Given task: Nothing but the lines from the one that contains "Kindly give the mask of every instance of the sidewalk." through the end of the listing should appear, set down exactly.

(Dataset rows)
-----

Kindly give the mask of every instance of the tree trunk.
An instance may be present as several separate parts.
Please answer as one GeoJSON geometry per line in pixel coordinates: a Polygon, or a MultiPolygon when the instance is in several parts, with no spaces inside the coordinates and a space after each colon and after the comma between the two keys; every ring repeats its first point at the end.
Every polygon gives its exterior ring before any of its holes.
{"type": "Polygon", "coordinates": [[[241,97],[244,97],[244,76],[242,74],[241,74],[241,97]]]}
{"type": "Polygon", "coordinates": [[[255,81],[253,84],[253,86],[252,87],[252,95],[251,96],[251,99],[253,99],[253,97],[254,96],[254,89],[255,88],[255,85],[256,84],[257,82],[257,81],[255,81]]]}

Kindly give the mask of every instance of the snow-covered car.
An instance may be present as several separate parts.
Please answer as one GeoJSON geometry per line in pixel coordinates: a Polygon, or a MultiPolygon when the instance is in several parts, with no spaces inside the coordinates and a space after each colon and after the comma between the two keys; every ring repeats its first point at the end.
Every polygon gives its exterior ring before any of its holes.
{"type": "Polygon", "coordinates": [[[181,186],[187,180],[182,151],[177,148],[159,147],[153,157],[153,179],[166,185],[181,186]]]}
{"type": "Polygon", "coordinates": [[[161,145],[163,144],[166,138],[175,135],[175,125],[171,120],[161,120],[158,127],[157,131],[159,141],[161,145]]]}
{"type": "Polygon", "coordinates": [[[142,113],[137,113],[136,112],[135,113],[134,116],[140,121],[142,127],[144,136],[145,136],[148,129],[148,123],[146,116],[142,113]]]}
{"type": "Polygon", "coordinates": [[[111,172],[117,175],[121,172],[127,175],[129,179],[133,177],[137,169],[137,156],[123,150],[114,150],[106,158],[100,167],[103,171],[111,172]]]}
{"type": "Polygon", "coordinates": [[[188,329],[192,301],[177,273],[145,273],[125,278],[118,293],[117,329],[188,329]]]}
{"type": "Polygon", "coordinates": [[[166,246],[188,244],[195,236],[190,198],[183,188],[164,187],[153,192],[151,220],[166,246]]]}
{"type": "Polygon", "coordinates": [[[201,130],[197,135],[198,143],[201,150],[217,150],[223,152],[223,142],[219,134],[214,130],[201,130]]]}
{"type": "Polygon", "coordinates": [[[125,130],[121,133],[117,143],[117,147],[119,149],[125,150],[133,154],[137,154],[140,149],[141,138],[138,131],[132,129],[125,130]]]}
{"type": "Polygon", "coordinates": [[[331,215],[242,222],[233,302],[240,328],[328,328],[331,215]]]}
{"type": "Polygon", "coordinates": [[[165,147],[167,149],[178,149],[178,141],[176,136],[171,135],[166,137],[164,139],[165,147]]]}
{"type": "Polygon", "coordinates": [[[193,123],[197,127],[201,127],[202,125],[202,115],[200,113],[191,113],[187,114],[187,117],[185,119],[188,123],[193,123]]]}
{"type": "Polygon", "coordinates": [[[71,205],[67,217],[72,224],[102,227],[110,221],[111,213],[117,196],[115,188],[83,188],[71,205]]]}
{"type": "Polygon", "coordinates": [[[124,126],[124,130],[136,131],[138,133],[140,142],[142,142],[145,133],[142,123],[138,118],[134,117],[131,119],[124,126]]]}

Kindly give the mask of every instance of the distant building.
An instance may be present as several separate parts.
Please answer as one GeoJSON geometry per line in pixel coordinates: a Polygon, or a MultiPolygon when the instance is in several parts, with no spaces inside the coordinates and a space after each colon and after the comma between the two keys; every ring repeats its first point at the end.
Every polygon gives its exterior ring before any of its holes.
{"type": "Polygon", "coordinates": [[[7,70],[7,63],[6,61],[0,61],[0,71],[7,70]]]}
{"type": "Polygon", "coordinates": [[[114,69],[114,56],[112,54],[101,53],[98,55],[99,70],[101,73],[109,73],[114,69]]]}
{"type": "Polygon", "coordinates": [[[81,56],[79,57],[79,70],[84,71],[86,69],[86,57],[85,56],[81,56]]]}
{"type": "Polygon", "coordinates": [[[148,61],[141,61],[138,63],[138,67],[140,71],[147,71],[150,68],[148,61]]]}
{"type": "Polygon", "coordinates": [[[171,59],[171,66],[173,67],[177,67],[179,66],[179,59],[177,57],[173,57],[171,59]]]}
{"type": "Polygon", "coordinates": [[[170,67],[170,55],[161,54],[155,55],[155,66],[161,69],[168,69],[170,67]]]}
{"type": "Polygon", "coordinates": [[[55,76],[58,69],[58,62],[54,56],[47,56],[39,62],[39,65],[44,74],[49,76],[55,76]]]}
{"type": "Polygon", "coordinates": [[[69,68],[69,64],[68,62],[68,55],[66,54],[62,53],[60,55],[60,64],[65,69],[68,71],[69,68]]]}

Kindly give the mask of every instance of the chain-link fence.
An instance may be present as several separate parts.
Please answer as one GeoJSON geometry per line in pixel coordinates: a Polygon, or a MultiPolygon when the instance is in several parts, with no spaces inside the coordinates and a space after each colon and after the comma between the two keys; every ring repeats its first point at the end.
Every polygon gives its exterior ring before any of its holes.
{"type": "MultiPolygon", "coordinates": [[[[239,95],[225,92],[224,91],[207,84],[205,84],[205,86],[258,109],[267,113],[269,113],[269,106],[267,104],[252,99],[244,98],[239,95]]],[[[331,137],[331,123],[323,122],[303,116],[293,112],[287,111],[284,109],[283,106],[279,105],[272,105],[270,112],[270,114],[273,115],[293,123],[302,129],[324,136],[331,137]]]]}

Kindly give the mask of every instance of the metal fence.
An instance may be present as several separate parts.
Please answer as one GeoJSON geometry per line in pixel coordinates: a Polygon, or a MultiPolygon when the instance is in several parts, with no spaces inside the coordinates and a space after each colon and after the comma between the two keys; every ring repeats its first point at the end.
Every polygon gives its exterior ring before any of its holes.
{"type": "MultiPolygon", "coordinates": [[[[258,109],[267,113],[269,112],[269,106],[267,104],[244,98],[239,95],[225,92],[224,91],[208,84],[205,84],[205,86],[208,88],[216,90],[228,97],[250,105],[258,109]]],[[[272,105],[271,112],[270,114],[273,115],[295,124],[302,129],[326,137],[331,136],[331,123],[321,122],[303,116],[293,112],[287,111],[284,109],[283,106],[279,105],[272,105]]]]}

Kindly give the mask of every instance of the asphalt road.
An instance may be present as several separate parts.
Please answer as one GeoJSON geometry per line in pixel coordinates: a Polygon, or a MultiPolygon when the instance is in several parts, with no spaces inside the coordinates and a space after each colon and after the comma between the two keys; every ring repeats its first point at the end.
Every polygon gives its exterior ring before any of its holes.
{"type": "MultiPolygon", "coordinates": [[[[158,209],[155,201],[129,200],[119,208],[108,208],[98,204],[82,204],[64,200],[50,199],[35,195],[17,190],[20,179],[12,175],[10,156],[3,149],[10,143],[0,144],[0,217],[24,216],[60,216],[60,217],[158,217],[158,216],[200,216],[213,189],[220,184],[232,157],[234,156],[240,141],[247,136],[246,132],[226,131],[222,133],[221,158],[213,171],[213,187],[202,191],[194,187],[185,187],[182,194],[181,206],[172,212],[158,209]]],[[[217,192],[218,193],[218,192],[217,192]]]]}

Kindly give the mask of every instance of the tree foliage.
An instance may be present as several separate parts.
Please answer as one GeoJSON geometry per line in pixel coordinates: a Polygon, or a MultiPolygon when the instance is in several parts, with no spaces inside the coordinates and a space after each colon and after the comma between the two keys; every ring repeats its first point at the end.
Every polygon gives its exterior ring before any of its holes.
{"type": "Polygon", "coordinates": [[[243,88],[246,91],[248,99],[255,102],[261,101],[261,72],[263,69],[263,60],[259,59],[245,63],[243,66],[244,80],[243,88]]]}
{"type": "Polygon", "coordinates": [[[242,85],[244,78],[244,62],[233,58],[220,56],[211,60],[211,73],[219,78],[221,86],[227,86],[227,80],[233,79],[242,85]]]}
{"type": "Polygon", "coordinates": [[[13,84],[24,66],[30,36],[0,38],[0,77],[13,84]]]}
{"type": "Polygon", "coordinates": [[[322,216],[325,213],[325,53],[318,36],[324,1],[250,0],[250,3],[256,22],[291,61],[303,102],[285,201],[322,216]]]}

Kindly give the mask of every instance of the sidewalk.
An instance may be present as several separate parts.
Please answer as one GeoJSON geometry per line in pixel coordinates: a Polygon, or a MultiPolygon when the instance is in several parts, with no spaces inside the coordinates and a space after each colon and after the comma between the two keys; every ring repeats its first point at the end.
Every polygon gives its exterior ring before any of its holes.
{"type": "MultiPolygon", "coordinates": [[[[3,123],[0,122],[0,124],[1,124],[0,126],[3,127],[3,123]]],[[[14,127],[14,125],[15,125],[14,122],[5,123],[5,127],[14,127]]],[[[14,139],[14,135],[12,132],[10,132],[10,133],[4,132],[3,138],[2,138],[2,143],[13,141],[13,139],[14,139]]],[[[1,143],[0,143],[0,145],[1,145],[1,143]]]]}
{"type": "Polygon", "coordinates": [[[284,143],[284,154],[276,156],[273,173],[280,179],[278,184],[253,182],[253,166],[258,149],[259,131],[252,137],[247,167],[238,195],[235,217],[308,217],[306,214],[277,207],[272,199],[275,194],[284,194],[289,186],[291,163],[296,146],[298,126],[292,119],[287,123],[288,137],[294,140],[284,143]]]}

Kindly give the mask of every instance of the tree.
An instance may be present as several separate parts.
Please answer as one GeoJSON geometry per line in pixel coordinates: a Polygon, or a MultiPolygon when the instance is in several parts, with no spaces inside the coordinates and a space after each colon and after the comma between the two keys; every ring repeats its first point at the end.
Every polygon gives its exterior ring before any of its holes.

-----

Task result:
Kindly give the mask of every instance of the sidewalk.
An instance may be present as several separate parts.
Please answer as one GeoJSON geometry per line in pixel coordinates: a Polygon, or a MultiPolygon when the instance is in several parts, with no spaces inside the coordinates and a space after each colon and after the comma between the two keys; every ring repeats its first point at the end.
Every polygon gives its exterior ring before any of its holes.
{"type": "MultiPolygon", "coordinates": [[[[3,123],[0,122],[0,124],[1,124],[0,126],[3,127],[3,123]]],[[[14,127],[14,125],[15,125],[14,122],[5,123],[5,127],[14,127]]],[[[14,139],[14,135],[12,132],[10,132],[10,133],[4,132],[3,138],[2,138],[2,143],[13,141],[13,139],[14,139]]],[[[1,143],[0,143],[0,145],[1,145],[1,143]]]]}
{"type": "Polygon", "coordinates": [[[284,143],[284,154],[276,156],[273,173],[280,179],[278,184],[253,182],[253,166],[258,149],[259,131],[252,137],[247,167],[238,195],[235,217],[308,217],[306,214],[277,207],[272,199],[275,194],[284,194],[289,186],[291,163],[296,146],[298,126],[292,119],[287,123],[288,137],[294,140],[284,143]]]}

Kindly give the mask of every instance of the tree.
An instance may be present as several separate parts.
Please answer as one GeoJSON geometry per line in pixel coordinates: a Polygon, or a MultiPolygon when the instance is in several parts, with no spaces inside the coordinates and a space after each colon and after the comma between the two keys; every ring repeats its first point at the end.
Every polygon gives its exterior ring before any of its holes.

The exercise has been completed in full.